▶ [WHAT THIS TASK INVOLVES] Somewhere below are a line with "Target: calm sea" and a later line with "Guideline: for every instance of the submerged". Output exactly those lines and all lines between them.

◆ ◆ ◆ ◆ ◆ ◆ ◆

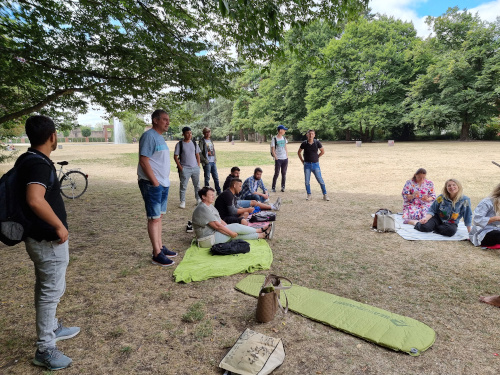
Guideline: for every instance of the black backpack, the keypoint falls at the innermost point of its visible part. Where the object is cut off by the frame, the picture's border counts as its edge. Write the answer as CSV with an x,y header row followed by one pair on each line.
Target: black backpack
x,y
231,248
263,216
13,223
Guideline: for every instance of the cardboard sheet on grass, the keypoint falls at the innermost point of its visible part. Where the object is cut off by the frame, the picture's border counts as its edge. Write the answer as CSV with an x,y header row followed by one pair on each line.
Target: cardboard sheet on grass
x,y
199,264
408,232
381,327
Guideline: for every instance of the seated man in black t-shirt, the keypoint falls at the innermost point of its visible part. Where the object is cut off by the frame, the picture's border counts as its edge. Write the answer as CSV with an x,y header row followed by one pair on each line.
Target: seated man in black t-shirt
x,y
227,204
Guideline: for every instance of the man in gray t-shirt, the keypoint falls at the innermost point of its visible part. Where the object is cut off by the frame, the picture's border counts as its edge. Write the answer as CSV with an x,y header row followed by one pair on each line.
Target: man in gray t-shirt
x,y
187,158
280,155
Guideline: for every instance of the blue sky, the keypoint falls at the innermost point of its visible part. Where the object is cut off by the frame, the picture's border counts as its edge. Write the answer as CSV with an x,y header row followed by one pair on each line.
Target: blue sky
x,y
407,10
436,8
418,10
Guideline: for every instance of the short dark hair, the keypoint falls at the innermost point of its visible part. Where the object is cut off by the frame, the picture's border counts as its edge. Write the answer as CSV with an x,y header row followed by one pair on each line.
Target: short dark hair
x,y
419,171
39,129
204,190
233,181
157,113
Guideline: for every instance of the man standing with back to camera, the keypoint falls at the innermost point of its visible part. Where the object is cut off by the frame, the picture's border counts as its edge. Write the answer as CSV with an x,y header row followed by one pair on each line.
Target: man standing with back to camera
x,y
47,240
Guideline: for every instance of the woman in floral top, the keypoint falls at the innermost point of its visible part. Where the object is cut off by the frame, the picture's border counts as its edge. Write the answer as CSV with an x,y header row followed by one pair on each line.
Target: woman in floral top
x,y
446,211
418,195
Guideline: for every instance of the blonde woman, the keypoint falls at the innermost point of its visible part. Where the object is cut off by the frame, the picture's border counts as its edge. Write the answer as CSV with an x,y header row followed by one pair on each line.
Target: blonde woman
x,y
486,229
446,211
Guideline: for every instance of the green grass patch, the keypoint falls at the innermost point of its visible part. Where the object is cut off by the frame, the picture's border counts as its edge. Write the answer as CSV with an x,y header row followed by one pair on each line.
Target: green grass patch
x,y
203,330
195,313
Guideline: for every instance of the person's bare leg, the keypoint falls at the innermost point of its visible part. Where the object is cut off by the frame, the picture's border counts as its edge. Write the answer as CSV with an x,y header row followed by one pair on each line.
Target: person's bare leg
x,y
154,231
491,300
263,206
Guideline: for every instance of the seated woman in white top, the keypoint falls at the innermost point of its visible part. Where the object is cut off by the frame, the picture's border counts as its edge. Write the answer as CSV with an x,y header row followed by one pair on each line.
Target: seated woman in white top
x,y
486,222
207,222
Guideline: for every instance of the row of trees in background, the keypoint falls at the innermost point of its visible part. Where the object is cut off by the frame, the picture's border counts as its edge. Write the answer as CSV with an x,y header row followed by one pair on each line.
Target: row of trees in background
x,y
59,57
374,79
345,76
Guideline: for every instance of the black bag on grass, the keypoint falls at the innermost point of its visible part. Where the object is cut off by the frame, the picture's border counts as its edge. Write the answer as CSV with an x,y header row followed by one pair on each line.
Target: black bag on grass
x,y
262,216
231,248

◆ ◆ ◆ ◆ ◆ ◆ ◆

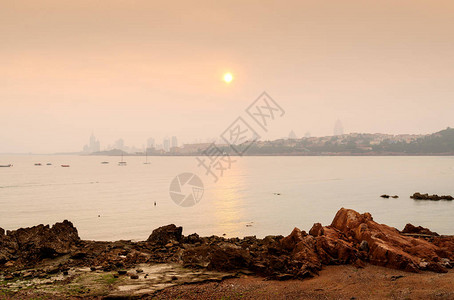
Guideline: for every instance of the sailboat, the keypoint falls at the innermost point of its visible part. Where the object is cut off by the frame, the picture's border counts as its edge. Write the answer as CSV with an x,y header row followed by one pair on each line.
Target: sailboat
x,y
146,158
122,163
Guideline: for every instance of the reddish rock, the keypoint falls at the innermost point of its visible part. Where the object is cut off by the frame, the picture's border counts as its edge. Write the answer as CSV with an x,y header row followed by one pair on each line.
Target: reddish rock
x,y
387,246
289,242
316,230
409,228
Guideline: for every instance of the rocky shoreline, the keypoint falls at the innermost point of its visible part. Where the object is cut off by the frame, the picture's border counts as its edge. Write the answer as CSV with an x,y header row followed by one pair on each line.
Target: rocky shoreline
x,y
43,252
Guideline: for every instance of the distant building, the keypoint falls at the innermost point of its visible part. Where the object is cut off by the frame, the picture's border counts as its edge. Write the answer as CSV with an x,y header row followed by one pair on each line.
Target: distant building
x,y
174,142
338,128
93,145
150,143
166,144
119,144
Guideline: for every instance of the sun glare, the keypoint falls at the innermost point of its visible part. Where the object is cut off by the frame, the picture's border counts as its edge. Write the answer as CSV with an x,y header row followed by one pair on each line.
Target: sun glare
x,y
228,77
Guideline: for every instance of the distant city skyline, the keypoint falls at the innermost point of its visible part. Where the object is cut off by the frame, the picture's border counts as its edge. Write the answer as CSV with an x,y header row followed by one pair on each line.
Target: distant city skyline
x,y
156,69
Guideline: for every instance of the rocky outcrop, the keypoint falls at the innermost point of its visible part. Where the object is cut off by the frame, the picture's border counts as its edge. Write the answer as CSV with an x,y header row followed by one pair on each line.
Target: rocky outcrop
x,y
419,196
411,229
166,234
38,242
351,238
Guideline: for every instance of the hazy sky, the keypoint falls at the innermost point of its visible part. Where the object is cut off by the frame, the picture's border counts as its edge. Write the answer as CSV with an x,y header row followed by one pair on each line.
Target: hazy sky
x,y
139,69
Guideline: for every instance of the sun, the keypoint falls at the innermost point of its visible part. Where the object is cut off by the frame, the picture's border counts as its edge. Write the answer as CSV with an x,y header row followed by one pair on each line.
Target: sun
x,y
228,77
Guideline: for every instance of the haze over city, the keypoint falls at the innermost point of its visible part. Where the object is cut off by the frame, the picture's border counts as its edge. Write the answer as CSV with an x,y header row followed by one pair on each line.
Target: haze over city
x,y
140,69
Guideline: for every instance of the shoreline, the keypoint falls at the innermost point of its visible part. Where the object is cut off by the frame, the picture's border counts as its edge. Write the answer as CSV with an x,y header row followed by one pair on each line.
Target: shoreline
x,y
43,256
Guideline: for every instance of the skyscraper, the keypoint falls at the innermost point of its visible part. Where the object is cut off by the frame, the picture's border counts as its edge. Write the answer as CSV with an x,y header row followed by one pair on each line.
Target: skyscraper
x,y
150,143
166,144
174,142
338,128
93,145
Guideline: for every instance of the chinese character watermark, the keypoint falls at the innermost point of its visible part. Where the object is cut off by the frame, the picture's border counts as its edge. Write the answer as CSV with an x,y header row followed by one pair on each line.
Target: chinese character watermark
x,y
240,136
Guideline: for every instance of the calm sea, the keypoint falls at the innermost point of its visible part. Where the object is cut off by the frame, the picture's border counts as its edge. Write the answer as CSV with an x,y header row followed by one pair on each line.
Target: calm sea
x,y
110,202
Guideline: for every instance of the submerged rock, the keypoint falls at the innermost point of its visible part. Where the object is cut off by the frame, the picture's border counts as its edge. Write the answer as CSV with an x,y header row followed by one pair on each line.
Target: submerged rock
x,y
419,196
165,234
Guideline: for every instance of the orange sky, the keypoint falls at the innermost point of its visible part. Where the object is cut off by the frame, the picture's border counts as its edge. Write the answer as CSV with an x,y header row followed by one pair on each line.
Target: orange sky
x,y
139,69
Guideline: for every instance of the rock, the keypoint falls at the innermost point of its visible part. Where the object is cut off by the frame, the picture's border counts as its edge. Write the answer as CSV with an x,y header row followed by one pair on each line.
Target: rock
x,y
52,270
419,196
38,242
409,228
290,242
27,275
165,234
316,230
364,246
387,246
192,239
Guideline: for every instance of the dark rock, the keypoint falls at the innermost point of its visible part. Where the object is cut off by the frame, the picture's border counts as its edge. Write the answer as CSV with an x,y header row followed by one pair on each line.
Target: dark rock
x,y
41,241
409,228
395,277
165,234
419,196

◆ ◆ ◆ ◆ ◆ ◆ ◆

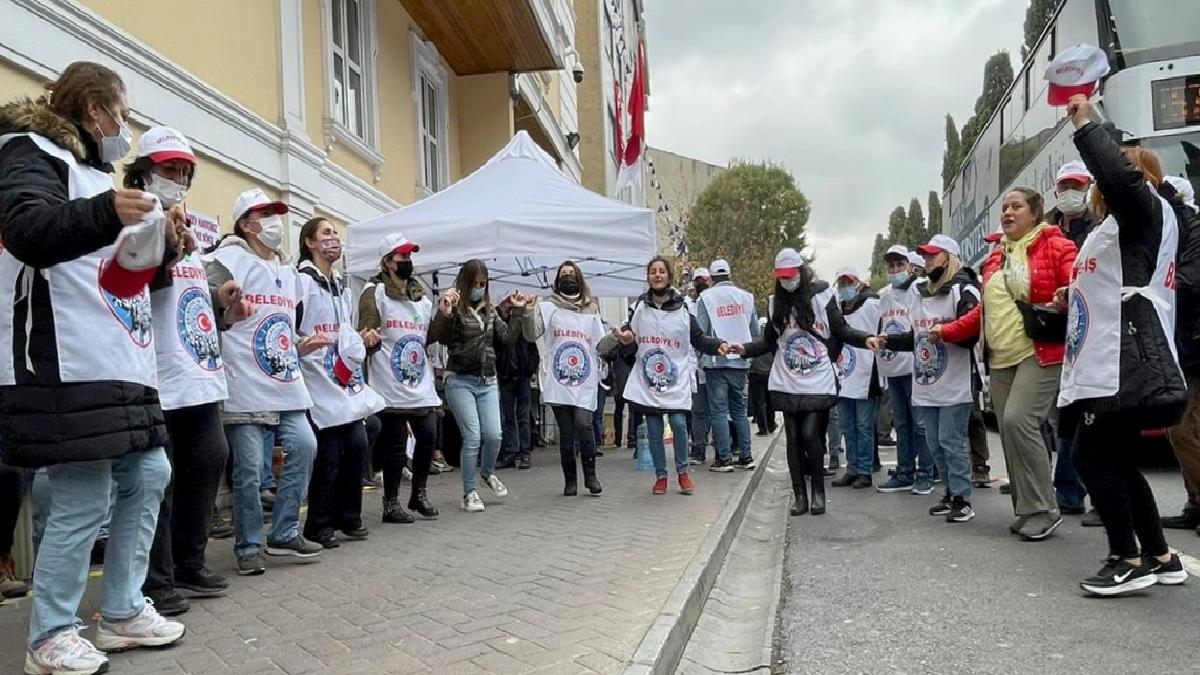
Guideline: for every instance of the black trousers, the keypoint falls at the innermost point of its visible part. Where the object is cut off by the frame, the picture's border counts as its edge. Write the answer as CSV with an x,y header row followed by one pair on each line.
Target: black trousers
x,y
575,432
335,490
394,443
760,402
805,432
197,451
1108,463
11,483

◆ ◆ ◆ ◆ ◆ ◆ ◆

▶ [RESPONSE FOR THIS EXERCISE]
Target: calm sea
x,y
110,202
Guideline: for every instance of the submerged rock, the keypoint falls at the innermost point of its visible part. Where the object is cut off by the frame, the picture's border counts as its edge. Write the answer as CSV with an x,y header row followed by one pair on each line.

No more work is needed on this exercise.